Beverly asks, how can I talk my dad into letting me have a 175 gallon aquarium?
I don't know how big that is. I don't know how big that is. You know how when you're a kid,
you had like a gallon of water and you like poured it into the like a pool or a bathtub
and it was fucking nothing? Like I don't know how big 175 gallons is.
Can you guys, can we Google it? I don't want to do that.
I feel like that's important because you don't want to do that.
Okay. At Griffin's point, if I picture 175 gallon jugs of water, I would look at it and be like,
wow, that's a lot of water, right? But I do have a strong suspicion that if you show me
one container that could contain 175 gallons, I'd be like, that's not nearly as big as I thought
it would be. I'll tell you, boys. I'll tell you. 175 liquid gallons is 23.3941 cubic feet. Now,
how fucking big is that? I don't know how big that is. I don't know how big that is.
I just Googled it. It's 100%, 100% coffin-sized, exactly on the nose. This is coffin-sized.
Okay. And even auto-filled. As I typed it out, I googled, I typed 175 space G and it was like
Alan fish tank. So this is a big, well, it depends. I've seen bigger fish tanks at the aquarium.
They have the one that's just like bigger than my freaking house, man. Not for home use, you
haven't. You have not seen one for home use that's bigger than this bad boy. I guess that's a pretty
big one. This feels like something that you would need to have at a restaurant so kids could look
at it while you waited for your chair. Or alternatively, we're trying to convince the dad,
right? We're trying to get daddy on board. So to get daddy on board, you can say,
yeah, it's a big fish tank, but we keep fresh seafood in there. And then you, every day,
can be like that one, every day, every day. I'll eat this one. Also, think, think of how versatile
it is. Yes, yes, you can put fish in it. Of course, yes, you could also perhaps put a reptile in
there. Maybe even an amphibian, but you could also store your clothes in it. You could keep all
your loose change in it. You could just buy a whole bunch of boxes of cereal and dump it all in
there with milk and have it be like a big cereal trough for a party. Oh, that's cool. You could
fill it up with mustard and a single flag and let double their kids rummage around in there.
Yes, yes. There's so many things. Like, think about, tell your dad this, say, dad, think about
all the stupid shit you've bought that only does one thing and it was really expensive.
You dumb asshole. You dumb piece of shit. Like you're a pacemaker. Right. And what do you even
do with it? You know, I can't even play with it. It doesn't even do Tamagotchis. But I could fill
this fish tank with Tamagotchis, dad. Just try to stop me. Think about that, dad. I could sleep
in this fish tank. I'm going to sleep in my fish tank, dad. This is, you're not just buying me a
fish tank. You're buying me a new bed. Come on, dad. Grow up. Get a fish tank finally.
I think climbing inside the aquarium and refusing to come out is one way to make your dad buy it.

*Records supplied*.
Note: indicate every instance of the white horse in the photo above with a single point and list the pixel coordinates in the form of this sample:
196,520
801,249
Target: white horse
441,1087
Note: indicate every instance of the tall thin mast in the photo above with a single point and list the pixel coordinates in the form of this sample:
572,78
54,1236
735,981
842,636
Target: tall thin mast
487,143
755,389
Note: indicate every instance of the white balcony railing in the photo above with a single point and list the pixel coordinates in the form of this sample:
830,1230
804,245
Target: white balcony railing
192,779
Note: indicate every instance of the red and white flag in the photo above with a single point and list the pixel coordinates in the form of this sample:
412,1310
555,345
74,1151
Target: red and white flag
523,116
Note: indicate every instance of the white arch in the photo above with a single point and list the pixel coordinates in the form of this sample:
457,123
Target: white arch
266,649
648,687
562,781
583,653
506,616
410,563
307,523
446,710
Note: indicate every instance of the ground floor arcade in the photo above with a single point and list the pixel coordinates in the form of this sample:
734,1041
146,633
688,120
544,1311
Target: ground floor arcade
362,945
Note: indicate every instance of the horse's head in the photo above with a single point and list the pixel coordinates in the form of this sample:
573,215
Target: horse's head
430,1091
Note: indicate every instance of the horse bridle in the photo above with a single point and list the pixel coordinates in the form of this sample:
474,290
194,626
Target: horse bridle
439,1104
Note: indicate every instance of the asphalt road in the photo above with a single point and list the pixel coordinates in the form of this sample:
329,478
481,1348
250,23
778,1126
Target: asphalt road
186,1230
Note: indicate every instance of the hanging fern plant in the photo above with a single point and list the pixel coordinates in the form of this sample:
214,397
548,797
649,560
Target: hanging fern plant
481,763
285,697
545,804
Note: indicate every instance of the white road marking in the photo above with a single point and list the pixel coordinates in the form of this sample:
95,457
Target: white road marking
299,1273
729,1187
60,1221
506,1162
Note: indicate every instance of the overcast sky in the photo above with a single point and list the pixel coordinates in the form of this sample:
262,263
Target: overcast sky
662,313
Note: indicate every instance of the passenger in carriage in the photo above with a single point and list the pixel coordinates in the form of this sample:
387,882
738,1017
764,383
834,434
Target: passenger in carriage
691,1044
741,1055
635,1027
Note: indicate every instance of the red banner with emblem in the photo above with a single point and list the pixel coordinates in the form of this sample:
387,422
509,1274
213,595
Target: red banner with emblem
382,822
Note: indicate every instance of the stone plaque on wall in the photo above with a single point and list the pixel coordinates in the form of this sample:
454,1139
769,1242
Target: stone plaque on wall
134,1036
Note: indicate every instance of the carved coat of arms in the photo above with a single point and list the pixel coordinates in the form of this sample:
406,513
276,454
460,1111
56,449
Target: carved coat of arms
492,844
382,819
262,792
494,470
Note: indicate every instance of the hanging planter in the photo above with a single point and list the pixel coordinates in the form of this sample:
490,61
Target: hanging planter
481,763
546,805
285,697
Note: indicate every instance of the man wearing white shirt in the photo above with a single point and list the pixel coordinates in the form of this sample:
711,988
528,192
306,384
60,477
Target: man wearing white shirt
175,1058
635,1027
--
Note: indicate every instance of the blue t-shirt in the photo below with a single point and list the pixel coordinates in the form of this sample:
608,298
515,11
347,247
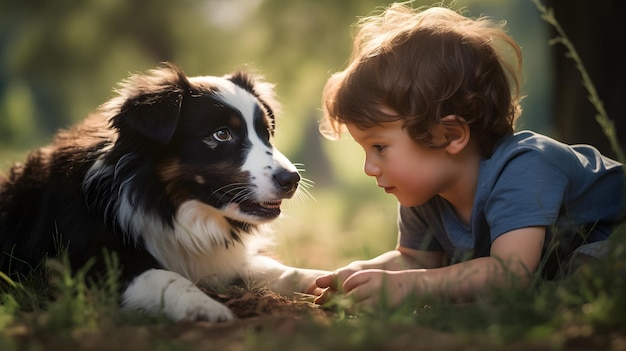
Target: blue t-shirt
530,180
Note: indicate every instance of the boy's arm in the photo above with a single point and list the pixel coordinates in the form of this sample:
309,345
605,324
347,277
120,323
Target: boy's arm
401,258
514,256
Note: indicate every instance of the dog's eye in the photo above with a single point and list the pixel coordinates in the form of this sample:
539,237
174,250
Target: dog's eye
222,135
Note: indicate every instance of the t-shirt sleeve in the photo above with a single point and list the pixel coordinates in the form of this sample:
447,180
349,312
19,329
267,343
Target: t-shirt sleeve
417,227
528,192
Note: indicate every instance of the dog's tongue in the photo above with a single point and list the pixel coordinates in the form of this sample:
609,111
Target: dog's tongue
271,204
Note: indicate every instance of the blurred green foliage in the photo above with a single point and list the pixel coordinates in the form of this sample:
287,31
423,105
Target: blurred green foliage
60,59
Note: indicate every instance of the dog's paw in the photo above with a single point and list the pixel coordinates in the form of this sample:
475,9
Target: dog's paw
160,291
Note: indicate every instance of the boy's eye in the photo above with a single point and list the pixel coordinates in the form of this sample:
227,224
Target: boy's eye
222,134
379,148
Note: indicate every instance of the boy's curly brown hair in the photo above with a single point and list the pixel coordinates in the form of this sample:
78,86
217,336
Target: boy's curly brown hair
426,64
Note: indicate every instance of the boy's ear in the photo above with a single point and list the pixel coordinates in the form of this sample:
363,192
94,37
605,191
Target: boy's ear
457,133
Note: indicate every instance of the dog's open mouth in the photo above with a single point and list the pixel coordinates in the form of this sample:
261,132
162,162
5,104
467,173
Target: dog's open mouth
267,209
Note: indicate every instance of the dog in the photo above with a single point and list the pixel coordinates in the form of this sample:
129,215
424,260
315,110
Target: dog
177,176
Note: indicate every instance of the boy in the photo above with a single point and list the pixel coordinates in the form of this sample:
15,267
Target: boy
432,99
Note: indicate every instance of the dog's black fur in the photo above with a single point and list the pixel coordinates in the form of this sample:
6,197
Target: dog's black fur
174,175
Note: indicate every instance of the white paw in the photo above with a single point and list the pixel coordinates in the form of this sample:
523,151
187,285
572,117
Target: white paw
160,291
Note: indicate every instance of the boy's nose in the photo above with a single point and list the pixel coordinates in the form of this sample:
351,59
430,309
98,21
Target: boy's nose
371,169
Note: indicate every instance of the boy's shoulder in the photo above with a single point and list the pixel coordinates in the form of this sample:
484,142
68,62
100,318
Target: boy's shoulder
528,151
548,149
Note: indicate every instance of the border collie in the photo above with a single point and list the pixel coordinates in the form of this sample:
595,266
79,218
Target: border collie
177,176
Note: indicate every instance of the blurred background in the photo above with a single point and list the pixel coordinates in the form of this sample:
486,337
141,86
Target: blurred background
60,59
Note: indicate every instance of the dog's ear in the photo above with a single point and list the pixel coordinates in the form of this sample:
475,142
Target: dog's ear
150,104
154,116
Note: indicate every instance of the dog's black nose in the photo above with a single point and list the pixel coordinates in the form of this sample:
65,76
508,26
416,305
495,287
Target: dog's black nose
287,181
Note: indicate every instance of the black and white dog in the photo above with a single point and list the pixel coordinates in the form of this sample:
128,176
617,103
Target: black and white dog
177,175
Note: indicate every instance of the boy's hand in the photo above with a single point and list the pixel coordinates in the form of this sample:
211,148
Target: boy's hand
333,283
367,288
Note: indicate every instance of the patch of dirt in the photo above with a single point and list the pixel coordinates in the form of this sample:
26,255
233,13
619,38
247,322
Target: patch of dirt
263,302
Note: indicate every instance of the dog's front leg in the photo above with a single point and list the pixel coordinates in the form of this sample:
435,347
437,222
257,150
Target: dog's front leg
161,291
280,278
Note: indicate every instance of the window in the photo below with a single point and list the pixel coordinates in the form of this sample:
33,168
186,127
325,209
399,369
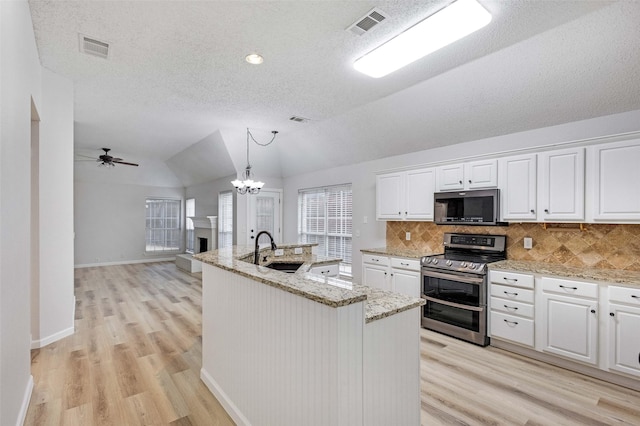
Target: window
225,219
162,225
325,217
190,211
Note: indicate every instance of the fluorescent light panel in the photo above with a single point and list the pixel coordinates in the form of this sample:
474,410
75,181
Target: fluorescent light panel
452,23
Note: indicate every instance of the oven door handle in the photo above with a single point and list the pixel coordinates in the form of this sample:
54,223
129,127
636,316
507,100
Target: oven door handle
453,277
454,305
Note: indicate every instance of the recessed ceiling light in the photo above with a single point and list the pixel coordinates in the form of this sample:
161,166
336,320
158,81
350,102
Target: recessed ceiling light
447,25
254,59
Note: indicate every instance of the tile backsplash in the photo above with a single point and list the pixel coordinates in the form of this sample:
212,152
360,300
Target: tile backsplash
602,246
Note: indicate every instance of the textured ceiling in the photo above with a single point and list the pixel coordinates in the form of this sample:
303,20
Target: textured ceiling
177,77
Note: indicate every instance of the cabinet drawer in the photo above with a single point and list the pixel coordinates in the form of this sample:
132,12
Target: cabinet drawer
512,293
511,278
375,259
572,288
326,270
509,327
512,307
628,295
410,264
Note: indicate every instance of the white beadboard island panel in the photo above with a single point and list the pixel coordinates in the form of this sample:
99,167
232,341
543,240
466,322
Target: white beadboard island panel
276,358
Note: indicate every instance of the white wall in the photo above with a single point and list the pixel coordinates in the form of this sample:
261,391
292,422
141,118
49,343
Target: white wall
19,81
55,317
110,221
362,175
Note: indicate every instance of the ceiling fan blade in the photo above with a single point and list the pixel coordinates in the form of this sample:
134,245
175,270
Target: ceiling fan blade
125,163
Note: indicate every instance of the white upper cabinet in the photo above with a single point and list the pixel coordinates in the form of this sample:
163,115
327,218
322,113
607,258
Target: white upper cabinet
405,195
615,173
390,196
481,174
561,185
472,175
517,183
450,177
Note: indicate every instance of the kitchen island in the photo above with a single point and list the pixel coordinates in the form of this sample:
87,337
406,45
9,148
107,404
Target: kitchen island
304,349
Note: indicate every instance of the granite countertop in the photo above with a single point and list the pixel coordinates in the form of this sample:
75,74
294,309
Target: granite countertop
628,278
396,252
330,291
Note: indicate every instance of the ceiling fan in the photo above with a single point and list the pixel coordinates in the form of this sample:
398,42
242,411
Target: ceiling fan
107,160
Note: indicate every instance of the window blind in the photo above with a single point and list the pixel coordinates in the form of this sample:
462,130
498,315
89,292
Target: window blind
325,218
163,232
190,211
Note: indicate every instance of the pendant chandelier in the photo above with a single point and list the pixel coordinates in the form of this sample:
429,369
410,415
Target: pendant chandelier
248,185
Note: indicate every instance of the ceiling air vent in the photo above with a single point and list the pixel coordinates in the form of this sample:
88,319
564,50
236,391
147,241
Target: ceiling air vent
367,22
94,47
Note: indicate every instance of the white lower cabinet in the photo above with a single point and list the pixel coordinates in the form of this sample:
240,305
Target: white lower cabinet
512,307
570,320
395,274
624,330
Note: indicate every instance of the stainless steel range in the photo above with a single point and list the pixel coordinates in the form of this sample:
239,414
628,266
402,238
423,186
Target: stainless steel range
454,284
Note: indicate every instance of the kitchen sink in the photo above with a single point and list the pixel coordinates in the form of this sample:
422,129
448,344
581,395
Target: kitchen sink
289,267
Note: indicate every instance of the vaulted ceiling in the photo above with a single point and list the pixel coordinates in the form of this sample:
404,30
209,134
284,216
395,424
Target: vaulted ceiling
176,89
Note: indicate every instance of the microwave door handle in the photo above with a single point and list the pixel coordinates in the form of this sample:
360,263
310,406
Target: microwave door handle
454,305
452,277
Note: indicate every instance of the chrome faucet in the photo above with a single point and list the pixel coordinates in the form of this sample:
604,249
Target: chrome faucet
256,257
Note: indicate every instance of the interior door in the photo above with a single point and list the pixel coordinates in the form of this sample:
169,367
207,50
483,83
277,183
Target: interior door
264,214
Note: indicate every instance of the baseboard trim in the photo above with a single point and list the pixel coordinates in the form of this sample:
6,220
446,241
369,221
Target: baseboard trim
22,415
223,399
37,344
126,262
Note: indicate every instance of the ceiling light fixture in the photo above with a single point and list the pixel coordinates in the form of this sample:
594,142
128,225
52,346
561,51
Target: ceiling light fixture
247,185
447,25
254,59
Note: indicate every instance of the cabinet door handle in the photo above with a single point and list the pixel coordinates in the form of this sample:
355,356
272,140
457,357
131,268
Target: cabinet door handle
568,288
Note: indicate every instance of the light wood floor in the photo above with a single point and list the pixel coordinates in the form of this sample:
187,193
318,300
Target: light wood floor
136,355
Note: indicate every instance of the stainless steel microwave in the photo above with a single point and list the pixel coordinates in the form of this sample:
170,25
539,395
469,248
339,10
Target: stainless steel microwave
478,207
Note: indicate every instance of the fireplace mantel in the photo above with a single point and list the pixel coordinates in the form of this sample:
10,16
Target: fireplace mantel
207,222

*Problems to solve*.
[1] Please translate this sentence from the fish tank conversation into Spanish: "This feels like something that you would need to have at a restaurant so kids could look at it while you waited for your chair."
[2] Carry on the fish tank conversation from its last sentence, in the same loose spoken style.

*Answers by item number*.
[1] Esto parece algo que necesitarías tener en un restaurante para que los niños pudieran mirarlo mientras esperabas tu silla.

[2]
That's not going to make your dad buy anything. You're in the aquarium store and you're like,
I want this one. And he says, that is 175, too many gallons. And then you say, oh, okay. And you
climb inside and then you say, checkmate, because he's got to buy it. You're in it. He's got to buy
his sons in it. You can't just leave you there. That's against the rules. Now it is important.
You can never get out of it because when you do, he'll immediately return it. Now he won't. It's
175 fucking gallon fish tank. He's going to want to get that outside of his house again. It's going
to be tough enough to do it with a big boy inside of it. Okay. Well, then let's say you can't get
out of it until he's gone at home. Yeah. Can you find a mattress that would fit it?
Probably. Because then it would be like kind of a fun bed, novelty bed. And you could just at night,
every night you take the water out. Oh, that's a bad idea. No, no, no, no, keep going. I've been one.
No, you just dump all the water out, put the fish in a jug, you put your mattress in there,
you sleep in there. That's space saving. It's a value. It's not a good idea.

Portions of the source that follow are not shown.